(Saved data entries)
+ + + + +

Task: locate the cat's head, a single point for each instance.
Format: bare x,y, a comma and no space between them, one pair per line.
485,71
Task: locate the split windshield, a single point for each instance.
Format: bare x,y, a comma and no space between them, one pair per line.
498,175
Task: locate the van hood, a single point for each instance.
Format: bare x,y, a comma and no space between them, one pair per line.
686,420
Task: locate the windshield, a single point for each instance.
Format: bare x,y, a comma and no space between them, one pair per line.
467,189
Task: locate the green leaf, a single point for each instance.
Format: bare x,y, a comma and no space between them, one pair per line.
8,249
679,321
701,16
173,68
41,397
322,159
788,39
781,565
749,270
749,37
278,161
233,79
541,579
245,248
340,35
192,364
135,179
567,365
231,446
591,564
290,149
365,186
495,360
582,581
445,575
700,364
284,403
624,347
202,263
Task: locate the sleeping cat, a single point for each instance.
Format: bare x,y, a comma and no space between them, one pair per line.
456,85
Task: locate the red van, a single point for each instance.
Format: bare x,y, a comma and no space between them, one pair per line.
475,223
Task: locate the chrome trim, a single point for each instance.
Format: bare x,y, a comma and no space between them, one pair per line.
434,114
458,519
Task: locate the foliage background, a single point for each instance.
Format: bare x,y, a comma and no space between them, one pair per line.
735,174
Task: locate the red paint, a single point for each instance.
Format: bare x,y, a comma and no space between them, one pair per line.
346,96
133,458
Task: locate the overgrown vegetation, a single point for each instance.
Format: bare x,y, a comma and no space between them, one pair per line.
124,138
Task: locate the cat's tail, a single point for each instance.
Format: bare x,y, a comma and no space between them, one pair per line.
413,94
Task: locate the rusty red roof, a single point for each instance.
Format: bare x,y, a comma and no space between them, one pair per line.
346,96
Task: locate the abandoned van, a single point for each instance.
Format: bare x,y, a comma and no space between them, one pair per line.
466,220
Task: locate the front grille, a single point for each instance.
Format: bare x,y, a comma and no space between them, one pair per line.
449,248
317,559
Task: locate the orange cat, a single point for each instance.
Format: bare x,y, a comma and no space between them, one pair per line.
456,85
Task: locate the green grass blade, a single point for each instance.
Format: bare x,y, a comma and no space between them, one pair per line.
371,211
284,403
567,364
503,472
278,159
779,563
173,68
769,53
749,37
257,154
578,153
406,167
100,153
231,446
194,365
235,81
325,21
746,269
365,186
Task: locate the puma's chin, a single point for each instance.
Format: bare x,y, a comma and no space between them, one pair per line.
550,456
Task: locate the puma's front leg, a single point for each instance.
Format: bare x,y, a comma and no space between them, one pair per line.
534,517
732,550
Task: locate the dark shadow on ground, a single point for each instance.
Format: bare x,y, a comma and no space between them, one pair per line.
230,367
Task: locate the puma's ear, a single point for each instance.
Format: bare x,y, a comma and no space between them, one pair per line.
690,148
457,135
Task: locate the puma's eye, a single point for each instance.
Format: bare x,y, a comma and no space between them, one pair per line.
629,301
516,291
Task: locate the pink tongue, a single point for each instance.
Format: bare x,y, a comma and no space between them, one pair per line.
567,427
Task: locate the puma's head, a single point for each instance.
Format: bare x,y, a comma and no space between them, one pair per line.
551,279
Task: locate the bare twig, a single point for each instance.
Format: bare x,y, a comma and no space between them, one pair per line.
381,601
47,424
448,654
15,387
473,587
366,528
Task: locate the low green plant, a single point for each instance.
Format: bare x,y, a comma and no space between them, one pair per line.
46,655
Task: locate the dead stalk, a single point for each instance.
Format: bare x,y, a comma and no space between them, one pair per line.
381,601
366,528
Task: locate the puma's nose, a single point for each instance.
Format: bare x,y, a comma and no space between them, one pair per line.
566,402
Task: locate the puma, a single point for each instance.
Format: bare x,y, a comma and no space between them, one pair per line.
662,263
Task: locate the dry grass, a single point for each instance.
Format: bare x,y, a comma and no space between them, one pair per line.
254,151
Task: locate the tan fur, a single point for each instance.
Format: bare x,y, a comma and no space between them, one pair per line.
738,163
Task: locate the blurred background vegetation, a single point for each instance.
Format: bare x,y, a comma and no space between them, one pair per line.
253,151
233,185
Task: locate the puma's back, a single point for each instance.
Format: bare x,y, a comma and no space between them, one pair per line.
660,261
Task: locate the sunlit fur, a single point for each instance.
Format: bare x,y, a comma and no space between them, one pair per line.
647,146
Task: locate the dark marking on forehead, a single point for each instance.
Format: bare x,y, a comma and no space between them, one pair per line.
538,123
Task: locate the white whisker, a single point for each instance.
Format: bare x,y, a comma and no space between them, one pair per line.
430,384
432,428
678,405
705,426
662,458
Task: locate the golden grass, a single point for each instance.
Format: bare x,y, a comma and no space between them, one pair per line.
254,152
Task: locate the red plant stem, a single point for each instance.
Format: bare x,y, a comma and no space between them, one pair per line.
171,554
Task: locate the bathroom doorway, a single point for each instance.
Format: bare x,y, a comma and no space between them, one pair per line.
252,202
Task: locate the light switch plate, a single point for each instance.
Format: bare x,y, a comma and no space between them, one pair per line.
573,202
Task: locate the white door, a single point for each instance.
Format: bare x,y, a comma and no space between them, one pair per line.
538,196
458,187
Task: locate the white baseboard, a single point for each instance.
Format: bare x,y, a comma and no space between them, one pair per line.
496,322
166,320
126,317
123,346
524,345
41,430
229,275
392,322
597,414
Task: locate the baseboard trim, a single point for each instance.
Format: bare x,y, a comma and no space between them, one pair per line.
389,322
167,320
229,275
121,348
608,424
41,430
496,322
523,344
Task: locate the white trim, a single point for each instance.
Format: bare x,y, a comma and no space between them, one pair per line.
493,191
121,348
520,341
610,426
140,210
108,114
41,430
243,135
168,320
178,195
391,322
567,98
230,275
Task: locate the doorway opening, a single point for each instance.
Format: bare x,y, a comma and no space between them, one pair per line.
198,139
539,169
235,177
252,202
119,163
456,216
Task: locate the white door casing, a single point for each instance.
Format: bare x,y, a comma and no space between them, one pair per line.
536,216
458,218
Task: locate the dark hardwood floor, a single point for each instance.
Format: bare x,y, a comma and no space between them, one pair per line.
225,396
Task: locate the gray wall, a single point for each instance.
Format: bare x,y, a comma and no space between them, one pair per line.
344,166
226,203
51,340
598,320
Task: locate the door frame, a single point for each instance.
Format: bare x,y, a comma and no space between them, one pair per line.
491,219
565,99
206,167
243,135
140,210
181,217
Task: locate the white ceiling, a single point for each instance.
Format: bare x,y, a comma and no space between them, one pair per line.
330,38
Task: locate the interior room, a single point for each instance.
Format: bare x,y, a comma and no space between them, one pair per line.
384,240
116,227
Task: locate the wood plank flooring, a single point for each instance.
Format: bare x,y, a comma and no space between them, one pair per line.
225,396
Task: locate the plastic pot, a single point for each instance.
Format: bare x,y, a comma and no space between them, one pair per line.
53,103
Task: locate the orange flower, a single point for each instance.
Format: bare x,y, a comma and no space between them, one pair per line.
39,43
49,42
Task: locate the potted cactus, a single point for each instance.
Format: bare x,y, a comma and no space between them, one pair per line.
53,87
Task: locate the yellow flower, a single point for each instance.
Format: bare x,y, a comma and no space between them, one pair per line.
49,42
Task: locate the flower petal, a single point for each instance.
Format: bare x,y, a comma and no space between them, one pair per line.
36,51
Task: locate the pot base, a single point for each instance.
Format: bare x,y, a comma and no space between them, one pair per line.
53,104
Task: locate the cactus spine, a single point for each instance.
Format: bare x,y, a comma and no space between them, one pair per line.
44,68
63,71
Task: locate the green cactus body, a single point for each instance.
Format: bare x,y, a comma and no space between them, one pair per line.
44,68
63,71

+ + + + +

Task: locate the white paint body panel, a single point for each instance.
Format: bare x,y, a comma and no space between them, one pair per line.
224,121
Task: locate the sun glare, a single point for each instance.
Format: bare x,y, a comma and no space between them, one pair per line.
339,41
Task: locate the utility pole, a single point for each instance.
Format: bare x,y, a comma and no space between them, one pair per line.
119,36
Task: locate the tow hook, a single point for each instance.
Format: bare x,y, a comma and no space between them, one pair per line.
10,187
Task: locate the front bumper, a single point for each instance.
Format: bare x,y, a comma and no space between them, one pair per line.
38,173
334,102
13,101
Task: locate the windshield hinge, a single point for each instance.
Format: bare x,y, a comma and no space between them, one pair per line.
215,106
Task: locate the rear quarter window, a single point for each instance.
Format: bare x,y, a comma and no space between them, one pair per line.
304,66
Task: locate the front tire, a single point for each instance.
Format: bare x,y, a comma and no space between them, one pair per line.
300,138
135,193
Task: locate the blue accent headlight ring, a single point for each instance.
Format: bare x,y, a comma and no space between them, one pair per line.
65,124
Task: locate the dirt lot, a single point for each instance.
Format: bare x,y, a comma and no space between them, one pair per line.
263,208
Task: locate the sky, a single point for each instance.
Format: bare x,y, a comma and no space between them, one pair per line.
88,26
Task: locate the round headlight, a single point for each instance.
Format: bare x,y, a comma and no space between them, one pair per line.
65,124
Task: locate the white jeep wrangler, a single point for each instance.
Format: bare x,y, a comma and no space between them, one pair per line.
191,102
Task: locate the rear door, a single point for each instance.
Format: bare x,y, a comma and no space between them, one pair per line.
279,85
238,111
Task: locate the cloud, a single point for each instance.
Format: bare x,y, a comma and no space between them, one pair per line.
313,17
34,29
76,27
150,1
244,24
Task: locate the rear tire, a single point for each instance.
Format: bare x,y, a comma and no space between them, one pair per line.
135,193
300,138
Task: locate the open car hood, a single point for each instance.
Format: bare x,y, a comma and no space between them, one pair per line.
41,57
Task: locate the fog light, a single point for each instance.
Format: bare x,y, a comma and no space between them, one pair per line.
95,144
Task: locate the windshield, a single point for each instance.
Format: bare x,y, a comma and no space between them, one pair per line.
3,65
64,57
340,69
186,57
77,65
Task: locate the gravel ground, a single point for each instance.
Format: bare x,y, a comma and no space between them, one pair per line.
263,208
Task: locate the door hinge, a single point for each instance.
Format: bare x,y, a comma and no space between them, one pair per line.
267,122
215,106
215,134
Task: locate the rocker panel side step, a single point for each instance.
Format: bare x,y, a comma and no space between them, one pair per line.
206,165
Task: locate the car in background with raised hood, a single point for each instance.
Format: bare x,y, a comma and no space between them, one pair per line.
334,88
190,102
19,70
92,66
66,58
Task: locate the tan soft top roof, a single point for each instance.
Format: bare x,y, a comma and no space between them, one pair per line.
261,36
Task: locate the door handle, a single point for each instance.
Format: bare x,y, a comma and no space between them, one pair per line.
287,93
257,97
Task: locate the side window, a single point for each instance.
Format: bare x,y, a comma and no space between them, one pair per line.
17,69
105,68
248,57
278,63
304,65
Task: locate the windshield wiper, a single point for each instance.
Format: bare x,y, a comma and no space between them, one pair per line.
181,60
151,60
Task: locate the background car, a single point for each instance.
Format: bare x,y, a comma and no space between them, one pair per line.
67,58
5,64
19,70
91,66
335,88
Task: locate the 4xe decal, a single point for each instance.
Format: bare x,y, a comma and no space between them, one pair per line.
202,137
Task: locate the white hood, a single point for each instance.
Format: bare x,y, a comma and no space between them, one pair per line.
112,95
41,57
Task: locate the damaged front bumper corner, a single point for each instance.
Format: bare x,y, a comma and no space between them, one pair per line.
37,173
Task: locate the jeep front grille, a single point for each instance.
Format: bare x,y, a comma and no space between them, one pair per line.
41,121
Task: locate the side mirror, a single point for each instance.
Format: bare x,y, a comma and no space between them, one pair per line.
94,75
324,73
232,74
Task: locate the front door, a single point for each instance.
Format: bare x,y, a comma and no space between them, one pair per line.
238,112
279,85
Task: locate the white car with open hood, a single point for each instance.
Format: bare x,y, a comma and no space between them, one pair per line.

+ + + + +

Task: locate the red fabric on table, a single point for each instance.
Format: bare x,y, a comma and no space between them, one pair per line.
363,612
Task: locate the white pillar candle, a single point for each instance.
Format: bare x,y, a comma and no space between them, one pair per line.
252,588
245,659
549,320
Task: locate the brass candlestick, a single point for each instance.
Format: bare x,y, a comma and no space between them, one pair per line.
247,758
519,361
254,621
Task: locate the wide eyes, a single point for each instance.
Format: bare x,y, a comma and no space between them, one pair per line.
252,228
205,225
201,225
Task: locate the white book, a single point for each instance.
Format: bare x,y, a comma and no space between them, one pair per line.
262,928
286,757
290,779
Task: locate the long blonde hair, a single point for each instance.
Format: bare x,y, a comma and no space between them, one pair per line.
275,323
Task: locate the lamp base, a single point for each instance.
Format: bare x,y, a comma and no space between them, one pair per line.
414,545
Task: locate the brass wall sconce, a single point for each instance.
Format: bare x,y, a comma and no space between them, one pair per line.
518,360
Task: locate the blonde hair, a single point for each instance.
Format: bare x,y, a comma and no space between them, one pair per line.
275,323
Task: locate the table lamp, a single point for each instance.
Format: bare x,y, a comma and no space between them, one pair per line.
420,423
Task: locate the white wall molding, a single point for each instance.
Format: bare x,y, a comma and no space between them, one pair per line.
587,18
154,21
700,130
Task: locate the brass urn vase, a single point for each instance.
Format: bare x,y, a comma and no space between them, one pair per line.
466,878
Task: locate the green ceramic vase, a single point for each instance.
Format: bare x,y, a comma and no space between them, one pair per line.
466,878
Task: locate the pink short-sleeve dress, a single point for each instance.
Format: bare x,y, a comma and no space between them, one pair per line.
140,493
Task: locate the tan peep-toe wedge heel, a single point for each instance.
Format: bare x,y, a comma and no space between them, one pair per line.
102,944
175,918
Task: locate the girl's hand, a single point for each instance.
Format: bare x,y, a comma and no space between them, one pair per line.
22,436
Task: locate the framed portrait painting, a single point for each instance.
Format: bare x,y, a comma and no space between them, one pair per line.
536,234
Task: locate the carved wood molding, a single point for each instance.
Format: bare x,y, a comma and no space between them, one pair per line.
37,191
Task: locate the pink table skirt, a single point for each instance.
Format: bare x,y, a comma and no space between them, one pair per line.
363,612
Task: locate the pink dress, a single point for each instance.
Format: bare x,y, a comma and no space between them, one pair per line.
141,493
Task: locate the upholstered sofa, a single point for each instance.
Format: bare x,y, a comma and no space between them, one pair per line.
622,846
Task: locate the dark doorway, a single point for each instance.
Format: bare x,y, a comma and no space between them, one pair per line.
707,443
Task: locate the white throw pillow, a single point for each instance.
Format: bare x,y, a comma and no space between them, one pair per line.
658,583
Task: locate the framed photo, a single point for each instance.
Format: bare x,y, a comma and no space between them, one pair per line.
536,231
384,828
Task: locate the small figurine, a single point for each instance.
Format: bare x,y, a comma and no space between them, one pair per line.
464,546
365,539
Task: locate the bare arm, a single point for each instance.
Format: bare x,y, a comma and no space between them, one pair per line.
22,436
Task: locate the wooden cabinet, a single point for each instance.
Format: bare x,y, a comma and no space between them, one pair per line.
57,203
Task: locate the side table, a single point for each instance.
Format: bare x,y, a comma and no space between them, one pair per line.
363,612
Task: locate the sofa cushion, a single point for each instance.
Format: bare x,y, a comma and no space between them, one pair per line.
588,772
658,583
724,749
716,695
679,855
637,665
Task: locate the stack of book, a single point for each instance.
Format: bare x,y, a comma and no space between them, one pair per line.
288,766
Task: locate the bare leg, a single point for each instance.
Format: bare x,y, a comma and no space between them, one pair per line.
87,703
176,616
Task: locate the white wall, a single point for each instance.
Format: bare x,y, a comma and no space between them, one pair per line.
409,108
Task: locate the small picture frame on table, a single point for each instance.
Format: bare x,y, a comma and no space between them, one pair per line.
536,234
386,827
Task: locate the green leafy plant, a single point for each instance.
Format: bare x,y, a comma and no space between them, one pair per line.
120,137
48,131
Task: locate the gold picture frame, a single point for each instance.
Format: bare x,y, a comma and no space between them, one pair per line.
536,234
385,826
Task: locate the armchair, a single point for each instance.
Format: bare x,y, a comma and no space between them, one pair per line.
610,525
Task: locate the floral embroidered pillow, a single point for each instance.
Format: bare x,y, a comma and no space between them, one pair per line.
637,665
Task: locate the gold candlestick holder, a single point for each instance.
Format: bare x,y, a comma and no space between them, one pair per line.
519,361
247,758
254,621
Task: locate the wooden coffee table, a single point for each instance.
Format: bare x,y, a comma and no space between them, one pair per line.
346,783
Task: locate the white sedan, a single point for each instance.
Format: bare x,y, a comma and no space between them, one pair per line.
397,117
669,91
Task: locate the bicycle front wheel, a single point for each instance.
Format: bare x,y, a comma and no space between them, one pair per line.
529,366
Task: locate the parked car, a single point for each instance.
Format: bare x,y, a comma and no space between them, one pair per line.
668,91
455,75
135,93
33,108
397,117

+ + + + +

**TASK DESCRIPTION:** Could you return exactly the lines above from the line with "Task: locate the dark shadow" to the line with "Task: locate the puma's ear, a", both included, and nothing else?

**TASK ANSWER:**
Task: locate the dark shadow on ground, a single point for each instance.
Format: bare x,y, a comma and no space between them, one pair per line.
230,367
Task: locate the puma's ear, a single point for each instance.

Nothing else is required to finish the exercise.